▶ _What you need to do_: Pick up the profile of barber Troy Staton after its last sentence and keep writing it.

▶ _Extract provided_:
※ ※ ※
Troy Staton has been cutting hair since he was 13. He started on his mother’s porch. Then he began hanging around local barber shops. One of those barbers encouraged him to get formal training through the Westside Skills Center. After that, he studied under some of the city’s best known and best loved master barbers.
“You ever watch those old karate movies? That’s pretty much my story,” Staton says. “I went from master to master, and each one taught me something, instilled something in me. Then, I became the student that had something from each master.”
Barbershops have always been central to Staton’s own life, but he sees their significance throughout the community as cultural cornerstone. “Historically, being a barber or a beautician was one of the first jobs a person could have coming out of slavery or share cropping,” he explains. “That’s why you see so many influential Black people—politicians, businesspeople, lawyers—their parents were often barbers.”
When he opened up his first shop, New Beginnings, it happened to be nestled between an elementary school and an alternative high school. He started bringing art into his barbershop to show the kids and broaden their horizons, but he soon realized it was helping the whole community. Eventually, these exhibitions turned into the LuvsArt project, and Staton was showcasing some of the city’s finest African American artists in his shop.
Over the years, as Staton became more engaged in community work through community associations and other outreach programs, he realized there were so many needs, especially when looking at the health disparities in the Black community. About five years ago, he started working with Kaiser Permanente to pilot a program to offer health screenings at New Beginnings. The first year they did 117 screenings. The second year they expanded the program to include two other barbershops and two salons, conducting more than 1,000 screenings. This past year, before COVID-19 hit, the program did more than 5,000 screenings across the five participating shops.
※ ※ ※
▶ _Stored entries_:
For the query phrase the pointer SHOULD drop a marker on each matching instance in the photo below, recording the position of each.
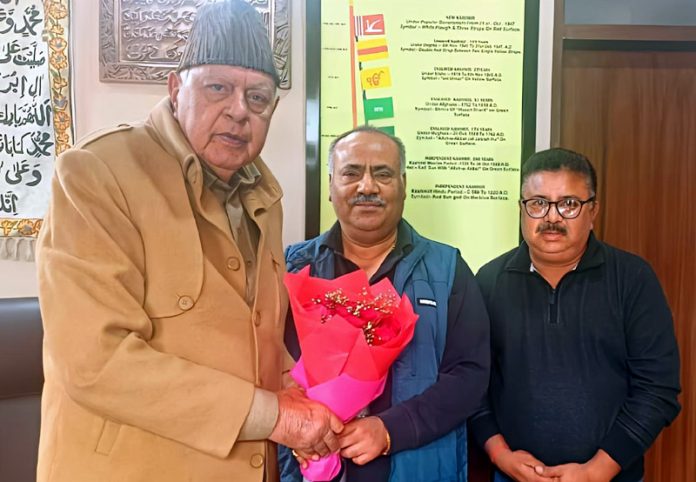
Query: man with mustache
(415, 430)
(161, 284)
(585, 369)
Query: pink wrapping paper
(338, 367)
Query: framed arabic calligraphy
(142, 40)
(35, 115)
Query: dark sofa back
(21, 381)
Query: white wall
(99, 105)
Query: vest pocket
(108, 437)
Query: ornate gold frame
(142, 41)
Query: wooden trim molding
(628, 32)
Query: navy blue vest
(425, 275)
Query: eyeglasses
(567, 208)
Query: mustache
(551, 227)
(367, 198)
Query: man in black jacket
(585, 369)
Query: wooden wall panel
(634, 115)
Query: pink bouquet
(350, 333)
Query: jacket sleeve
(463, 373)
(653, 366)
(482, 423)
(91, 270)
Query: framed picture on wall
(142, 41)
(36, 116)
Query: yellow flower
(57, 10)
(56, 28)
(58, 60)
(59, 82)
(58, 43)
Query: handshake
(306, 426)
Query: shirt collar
※ ※ ※
▶ _Output below_:
Bringing resources into the community and making them accessible is the idea behind More Than a Shop. In partnership with groups like Kaiser Permanente, the Enoch Pratt, and others, More Than a Shop works across a citywide network of 12 barbershops and salons. They address issues in the community, including health disparities, food deserts, literacy, trauma-informed care, teen sexual awareness, and elder abuse. As part of the OSI Community Fellowship, Staton will continue to build the network and the resources it offers.
“I have quite a few other friends that are OSI Community Fellows, and I have seen the work that they have done—connections to resources and the network that comes with that,” says Staton. “From what I have seen, I believe I can get a lot more done being part of the OSI network.”
While he works to scale up his citywide network, he sees this as a model that can be replicated in other cities and communities across the country.
“Barbers listen to people all day. We already understand the issues in our communities. And we’re trusted,” says Staton. “If we can educate the barbers and the beauticians, then we can educate the community.”